(Data records)
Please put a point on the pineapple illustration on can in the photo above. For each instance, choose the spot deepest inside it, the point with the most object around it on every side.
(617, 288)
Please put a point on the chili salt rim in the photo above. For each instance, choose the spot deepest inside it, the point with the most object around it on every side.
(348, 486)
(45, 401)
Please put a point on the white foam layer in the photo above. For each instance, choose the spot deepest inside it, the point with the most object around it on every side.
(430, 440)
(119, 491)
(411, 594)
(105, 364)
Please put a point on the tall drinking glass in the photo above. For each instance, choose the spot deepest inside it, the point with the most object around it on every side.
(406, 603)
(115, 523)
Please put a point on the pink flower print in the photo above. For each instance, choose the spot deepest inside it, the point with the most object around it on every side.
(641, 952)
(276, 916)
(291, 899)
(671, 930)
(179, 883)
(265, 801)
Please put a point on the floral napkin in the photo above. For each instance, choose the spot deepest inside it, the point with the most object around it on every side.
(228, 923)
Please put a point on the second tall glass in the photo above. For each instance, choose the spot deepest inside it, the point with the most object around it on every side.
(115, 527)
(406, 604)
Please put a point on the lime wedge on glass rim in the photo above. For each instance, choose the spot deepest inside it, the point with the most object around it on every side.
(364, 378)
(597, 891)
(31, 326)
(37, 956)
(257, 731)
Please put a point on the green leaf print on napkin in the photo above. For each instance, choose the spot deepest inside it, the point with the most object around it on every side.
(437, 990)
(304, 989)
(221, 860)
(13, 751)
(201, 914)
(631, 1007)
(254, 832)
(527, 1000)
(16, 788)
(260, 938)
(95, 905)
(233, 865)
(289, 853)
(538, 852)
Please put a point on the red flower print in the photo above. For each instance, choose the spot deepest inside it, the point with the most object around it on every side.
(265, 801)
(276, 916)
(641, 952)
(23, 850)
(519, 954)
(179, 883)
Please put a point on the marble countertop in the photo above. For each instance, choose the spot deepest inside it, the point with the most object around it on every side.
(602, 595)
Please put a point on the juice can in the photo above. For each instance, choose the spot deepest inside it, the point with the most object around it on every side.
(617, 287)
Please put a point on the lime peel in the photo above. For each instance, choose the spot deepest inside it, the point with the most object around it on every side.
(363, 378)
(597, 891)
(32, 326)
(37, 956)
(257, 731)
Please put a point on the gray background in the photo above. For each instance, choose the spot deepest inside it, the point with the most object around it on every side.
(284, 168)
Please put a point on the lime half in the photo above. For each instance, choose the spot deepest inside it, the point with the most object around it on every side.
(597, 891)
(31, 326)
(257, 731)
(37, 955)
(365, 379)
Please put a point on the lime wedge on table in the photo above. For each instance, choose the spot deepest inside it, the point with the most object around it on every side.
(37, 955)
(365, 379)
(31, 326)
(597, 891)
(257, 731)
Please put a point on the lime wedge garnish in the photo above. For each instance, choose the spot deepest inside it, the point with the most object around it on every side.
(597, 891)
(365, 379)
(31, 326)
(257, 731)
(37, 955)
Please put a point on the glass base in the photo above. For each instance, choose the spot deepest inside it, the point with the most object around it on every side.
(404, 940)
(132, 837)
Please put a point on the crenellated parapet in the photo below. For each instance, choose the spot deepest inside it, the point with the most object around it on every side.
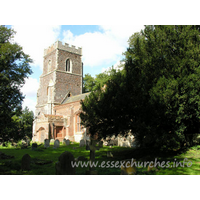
(65, 47)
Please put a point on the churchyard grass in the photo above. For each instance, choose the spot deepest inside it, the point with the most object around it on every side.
(43, 160)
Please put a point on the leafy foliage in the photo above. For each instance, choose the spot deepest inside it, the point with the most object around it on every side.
(156, 96)
(14, 68)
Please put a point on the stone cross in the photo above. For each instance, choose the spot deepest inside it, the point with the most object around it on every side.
(93, 148)
(34, 146)
(46, 143)
(66, 142)
(82, 143)
(26, 161)
(56, 143)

Problem statement: Copy all of the data above word for word, omitting the pictures.

Final result:
Please put a point on the pineapple illustration on can in the photo above. For each instance, choose the spot deepest inside it, the point with the most object around it on every side.
(617, 288)
Please put a point on the chili salt rim in the photo above. For each instance, choose the spot deepest inside it, the point with the most object around it on every side.
(348, 486)
(45, 401)
Please put a point on the white foam layer in the photo above. For each instance, choose the spot deepest inside it, the point with the most object around it on every side.
(430, 440)
(119, 491)
(411, 594)
(105, 364)
Please put a point on the tall drinking glass in the photo above. For each instance, choose the spot deepest inside it, the point with the most object around it on every side.
(406, 603)
(115, 523)
Please put a point on the pink flower print in the photo above. For each instance, choose the spot deepest inside it, the point with the most object around it on every side.
(641, 952)
(276, 916)
(291, 899)
(671, 930)
(179, 883)
(265, 801)
Please put a point on the floral napkin in the photo above. For each instance, choose the spot deepest inside it, the point with the most object around it on every side.
(228, 923)
Please put a point on the second tall glass in the photo above. For each instance, choose the spot deepest inside it, the point with the most object around it on every side.
(115, 527)
(406, 604)
Please put a point on the lime wedge on glass rim in the photo above. For each instance, choose the spot deepest inside it, the point with the most object around it on every side.
(364, 378)
(597, 891)
(31, 326)
(37, 956)
(257, 731)
Please put a point on the green leaf print on napkin in the photo above. For each instance, choose the spot deepest inside it, the point with the most object around it on every side.
(437, 990)
(304, 989)
(221, 860)
(13, 751)
(201, 914)
(631, 1007)
(254, 832)
(527, 1000)
(16, 788)
(260, 938)
(95, 905)
(233, 865)
(289, 853)
(538, 852)
Please put a point on the red flower print in the photo above. For each instance, choose the spot deepest inside it, the point with the most object around it on every side.
(265, 801)
(276, 916)
(641, 952)
(23, 850)
(519, 954)
(179, 883)
Please put a point on the marble countertop in the photo above. For each instance, choose the spot deepest inside it, the point with the most object around it on every side.
(602, 595)
Please put a point on the juice can in the photo above. For each instance, choose the spot deepest inside it, the point with the most object around it on every side.
(617, 287)
Please put a point on the lime peel in the photo above. For each instance, choose the spot deepest inside it, the point with the most object around it on every side.
(363, 378)
(597, 891)
(32, 326)
(37, 956)
(257, 731)
Please put a point on the gray background in the photo above. For each instance, choose the spot deepest inside it, the point with the most object around it on every side.
(284, 168)
Please put a point on the lime half in the photo above. For each instance, choose the spot deepest inside it, the point with the most object around it on every side.
(597, 891)
(31, 326)
(257, 731)
(37, 955)
(365, 379)
Please put a point on the lime wedge on table in the photo above. For each instance, choose the spot deepest inside it, the point with the most object around it on every side.
(37, 955)
(365, 379)
(31, 326)
(597, 891)
(257, 731)
Please put a point on the lime wedge garnish in the photo above. For each instance, choose the spot deepest inside it, the point with the most object around it on every side.
(597, 891)
(365, 379)
(31, 326)
(257, 731)
(37, 955)
Please put a point on the glass base in the photo above. For each instance, choose the spot deepest inside it, the point with the most object around it on every side.
(404, 940)
(132, 837)
Please put a point on the crenellated parapet in the photo below. For each instance, choose the spot deepest inside it, the point with the most object around it on every side.
(65, 47)
Please put a point on the churchyard grass in the photo above. For each instance, choose the spot deepest inside it, the point with the most object around it on every side.
(43, 160)
Please put a point on the leafy foliage in the photo above. For each instance, choose the spot deepest inside it, the point with the most object around it on every side.
(156, 96)
(14, 68)
Please put a point on the stone cross in the photo above. For each instance, choose the spot deepest inside it, the point with the most object around it on every side.
(93, 148)
(34, 146)
(46, 143)
(66, 142)
(82, 143)
(26, 161)
(56, 143)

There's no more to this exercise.